§ **ACTIONS TO TAKE**:
• A. Reproduce the passage of the tangent proof starting at "Prove that the" and ending at "circumscribe a circle.", word for word.
• B. Proceed with the tangent proof from the point where it stops.

§ **PAGE EXCERPT**:
────
Prove that the lengths of the tangents drawn from an external point to a circle are equal. Using the above theorem, prove that AB+CD = AD+BC, if a quadrilateral ABCD is drawn to circumscribe a circle.

Proof of theorem

Let us consider a circle with center O, AP and BP be two common tangents to it from an external point P.

Join OP.

To Prove: AP = BP

Proof:

In ΔAOP and ΔBOP

OA = OB [Radii of same circle]

OP = OP [Common]

∠OAP = ∠OBP [Both 90° as tangent at a point on the circle is perpendicular to the radius through point of contact]

⇒ ΔAOP ≅ ΔBOP [By RHS congruency criterion]

⇒ AP = BP [Corresponding parts of congruent triangles are equal]

Hence, the lengths of the tangents drawn from an external point to a circle are equal.
────
Records from a collection:
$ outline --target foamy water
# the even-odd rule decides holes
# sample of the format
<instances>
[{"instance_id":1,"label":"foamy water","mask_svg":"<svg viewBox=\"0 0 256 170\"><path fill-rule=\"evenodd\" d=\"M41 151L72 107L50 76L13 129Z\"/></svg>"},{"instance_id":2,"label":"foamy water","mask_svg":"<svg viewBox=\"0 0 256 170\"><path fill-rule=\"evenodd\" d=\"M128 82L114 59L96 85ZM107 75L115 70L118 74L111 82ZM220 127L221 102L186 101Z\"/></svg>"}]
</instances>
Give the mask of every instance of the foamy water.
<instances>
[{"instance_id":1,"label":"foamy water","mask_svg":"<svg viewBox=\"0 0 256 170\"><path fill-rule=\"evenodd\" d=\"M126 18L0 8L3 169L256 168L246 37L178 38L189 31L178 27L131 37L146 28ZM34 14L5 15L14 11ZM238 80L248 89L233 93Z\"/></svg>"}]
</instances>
────
§ **ANSWERS PROVIDED**:
• A.
Prove that the lengths of the tangents drawn from an external point to a circle are equal. Using the above theorem, prove that AB+CD = AD+BC, if a quadrilateral ABCD is drawn to circumscribe a circle.

• B.
Proof of AB + CD = AD + BC

Given: A quadrilateral ABCD is drawn to circumscribe a circle with center O. Circle touches sides AB, BC, CD and AD at points P, Q, R and S respectively.

To prove: AB + CD = AD + BC

Proof:

We know, tangents drawn from an external point to a circle are equal.

In the figure, we observe

AP = AS [Tangents from point A]

BP = BQ [Tangents from point B]

CR = CQ [Tangents from point C]

DR = DS [Tangents from point D]

Adding the above four equations, we get

AP + BP + CR + DR = AS + BQ + CQ + DS

⇒ AB + CD = AS + DS + BQ + CQ

⇒ AB + CD = AD + BC

Hence Proved!